━━━━━ SUPPLIED ENTRIES ━━━━━

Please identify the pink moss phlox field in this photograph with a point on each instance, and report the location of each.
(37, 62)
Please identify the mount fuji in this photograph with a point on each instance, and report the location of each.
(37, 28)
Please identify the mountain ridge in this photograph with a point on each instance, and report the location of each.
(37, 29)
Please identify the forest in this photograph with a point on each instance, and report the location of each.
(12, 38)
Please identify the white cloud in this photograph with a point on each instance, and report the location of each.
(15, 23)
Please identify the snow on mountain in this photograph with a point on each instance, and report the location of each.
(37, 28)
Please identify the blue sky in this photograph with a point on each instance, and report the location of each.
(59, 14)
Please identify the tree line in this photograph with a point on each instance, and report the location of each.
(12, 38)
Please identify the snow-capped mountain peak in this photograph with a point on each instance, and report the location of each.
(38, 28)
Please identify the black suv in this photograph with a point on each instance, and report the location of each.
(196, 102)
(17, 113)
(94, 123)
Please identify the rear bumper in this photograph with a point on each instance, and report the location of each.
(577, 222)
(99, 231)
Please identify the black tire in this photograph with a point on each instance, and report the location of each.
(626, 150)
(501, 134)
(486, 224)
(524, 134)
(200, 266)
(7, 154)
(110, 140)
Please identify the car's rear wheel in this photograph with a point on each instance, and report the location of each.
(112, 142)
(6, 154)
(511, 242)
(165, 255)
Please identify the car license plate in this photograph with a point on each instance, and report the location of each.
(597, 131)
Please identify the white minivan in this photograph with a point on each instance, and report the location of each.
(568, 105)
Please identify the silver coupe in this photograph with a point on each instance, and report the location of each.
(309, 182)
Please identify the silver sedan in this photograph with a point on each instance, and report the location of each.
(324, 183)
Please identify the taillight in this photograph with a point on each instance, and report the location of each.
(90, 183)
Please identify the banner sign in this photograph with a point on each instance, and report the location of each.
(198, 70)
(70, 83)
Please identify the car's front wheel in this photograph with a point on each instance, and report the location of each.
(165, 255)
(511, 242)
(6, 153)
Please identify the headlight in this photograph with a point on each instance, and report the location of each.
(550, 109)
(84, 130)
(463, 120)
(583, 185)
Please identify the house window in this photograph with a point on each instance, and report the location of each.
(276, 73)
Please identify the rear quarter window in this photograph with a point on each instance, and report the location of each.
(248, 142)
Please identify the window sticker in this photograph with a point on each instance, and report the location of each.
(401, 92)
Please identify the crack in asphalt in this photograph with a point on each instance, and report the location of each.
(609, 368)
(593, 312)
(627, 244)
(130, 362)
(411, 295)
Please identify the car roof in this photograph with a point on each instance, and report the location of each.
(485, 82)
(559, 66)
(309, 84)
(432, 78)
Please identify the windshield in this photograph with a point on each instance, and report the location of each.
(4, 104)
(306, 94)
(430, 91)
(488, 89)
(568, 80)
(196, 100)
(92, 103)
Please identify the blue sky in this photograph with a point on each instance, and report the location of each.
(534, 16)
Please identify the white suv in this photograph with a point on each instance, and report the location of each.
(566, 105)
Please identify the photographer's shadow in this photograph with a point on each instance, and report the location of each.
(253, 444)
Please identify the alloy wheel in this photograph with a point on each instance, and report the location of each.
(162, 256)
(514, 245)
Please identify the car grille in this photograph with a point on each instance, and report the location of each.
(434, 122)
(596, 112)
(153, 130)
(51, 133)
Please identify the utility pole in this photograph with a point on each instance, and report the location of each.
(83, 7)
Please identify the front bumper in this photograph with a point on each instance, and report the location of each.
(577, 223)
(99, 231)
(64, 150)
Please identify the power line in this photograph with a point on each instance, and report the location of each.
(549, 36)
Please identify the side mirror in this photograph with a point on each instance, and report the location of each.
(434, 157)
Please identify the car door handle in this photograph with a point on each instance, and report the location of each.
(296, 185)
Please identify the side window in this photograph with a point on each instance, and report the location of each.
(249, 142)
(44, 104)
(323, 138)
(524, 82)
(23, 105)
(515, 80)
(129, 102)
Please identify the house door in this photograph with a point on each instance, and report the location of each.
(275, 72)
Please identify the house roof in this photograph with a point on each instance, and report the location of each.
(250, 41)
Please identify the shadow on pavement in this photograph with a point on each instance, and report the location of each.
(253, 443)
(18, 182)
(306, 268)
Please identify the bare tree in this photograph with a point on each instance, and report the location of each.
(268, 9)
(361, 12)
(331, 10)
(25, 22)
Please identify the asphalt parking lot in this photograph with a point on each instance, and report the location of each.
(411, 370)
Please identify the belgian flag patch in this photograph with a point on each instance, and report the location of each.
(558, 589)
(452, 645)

━━━━━

## [EXERCISE GOAL]
Copy the data above in full, character for character.

## [ANSWER BOX]
Please identify the pink moss phlox field in this photograph with a point on each instance, and report the location of each.
(37, 62)
Please identify the mount fuji in this photograph with a point on each instance, and report the location of each.
(37, 28)
Please identify the mountain ridge in this photograph with a point on each instance, and report the location of each.
(37, 29)
Please identify the forest in this photograph with a point on each instance, and report the location of each.
(12, 38)
Please identify the white cloud in this photograph with a point on each instance, and report the location of each.
(15, 23)
Please identify the snow on mountain in this photograph with a point on each instance, and report the location of each.
(37, 28)
Please identify the blue sky in this photograph with a point on each instance, and report the location of each.
(59, 14)
Please identify the tree line in this photograph with a point on each instance, and report the location of each.
(12, 38)
Please identify the snow-capped mountain peak in this photograph with a point on each instance, and report the location of each.
(38, 28)
Please identify the black suv in this photograph with a point on each instance, and report the location of each.
(196, 102)
(17, 113)
(94, 123)
Please identify the rear bumper in this photograph with a point on each instance, and report the location of each.
(577, 222)
(99, 231)
Please identify the black tire in this photograph with a point on each instance, and report the location of each.
(626, 150)
(501, 134)
(486, 224)
(524, 134)
(200, 266)
(7, 154)
(110, 140)
Please identify the car's rear wheel in this photograph with a point on each instance, and report the location of each.
(112, 142)
(6, 154)
(511, 242)
(165, 255)
Please identify the car license plate in this photograph with a point on each instance, and report the location of each.
(597, 131)
Please identify the white minivan in this photograph with a point on each instance, and report the location of each.
(568, 105)
Please identify the silver coupe in this photograph with a point on each instance, and report the location of each.
(309, 182)
Please identify the silver sedan in this photograph with a point on each instance, and report the location of each.
(324, 183)
Please identify the taillight in this photograph with a point on each instance, and report the location of each.
(90, 183)
Please identify the banner sign in this photograph with a point on each instance, and report the location of each.
(198, 70)
(70, 83)
Please identify the car's front wheel in this photograph with a point on each instance, and report the location of each.
(165, 255)
(511, 242)
(6, 153)
Please identify the headlight in this photograph with a point on each instance, and report the location of each.
(550, 109)
(84, 130)
(463, 120)
(583, 185)
Please identify the house window in this photograph with a point on each instance, and report the location of each.
(276, 73)
Please identify the rear quarter window in this photograph with a point on each instance, and report the location of each.
(248, 142)
Please identify the window sticker in this photograph with a point on each instance, and report the location of each.
(401, 92)
Please identify the crack in asphalt in this photograph with a point on each instance, and report the location of each.
(609, 368)
(593, 312)
(627, 244)
(130, 362)
(411, 295)
Please identify the car roof in this photograph with a point on each instance, and report the location of each.
(485, 82)
(559, 66)
(309, 84)
(432, 78)
Please identify the windshield in this photograph with a point on each instance, and report the location of each.
(4, 104)
(306, 94)
(430, 91)
(488, 89)
(568, 80)
(196, 100)
(92, 103)
Please identify the blue sky in this photograph with a point on each instance, and report the location of each.
(534, 16)
Please identify the white suv in this photograph with a point on each instance, and report the location of each.
(566, 105)
Please identify the photographer's shadow in this photograph with a point on each instance, and report the location of each.
(253, 444)
Please identify the alloy wheel in this photograph with a point on each instance, and report the location of each.
(162, 256)
(514, 245)
Please identify the car grille in this photograph with a point on each instance, and report the location of each.
(434, 122)
(596, 112)
(153, 130)
(51, 133)
Please identify the utility pole in this photograph with a point on each instance, and report the location of each.
(83, 7)
Please identify the front bumper in this photograph with a point on each instance, and report the location of each.
(577, 223)
(99, 231)
(64, 150)
Please identify the power line in this photograph with a point on each instance, and report the location of each.
(549, 36)
Please identify the side mirror in this photograph with a point on each instance, and report the location of each.
(434, 157)
Please identify the car door handle in this photograph with a point on each instance, and report the location of each.
(296, 185)
Please identify the side window in this photograph with a point on each instance, and report the location of each.
(249, 142)
(44, 104)
(323, 138)
(524, 82)
(23, 105)
(515, 80)
(129, 102)
Please identify the house door in this photograph with a point on each instance, and report the location of each.
(275, 72)
Please identify the house roof in this photograph with a point on each instance, and report the location of each.
(250, 41)
Please identify the shadow on pavement in this photograph with a point on each instance, and report the location of each.
(253, 443)
(18, 182)
(306, 268)
Please identify the bare tree in this photograph with a point on each instance, and report the location of each.
(268, 9)
(361, 12)
(331, 10)
(25, 22)
Please identify the asphalt parking lot in this photograph with a point on each instance, and report the location of each.
(411, 370)
Please identify the belgian flag patch in this photograph with a point on each instance, and report the location of each.
(558, 589)
(452, 645)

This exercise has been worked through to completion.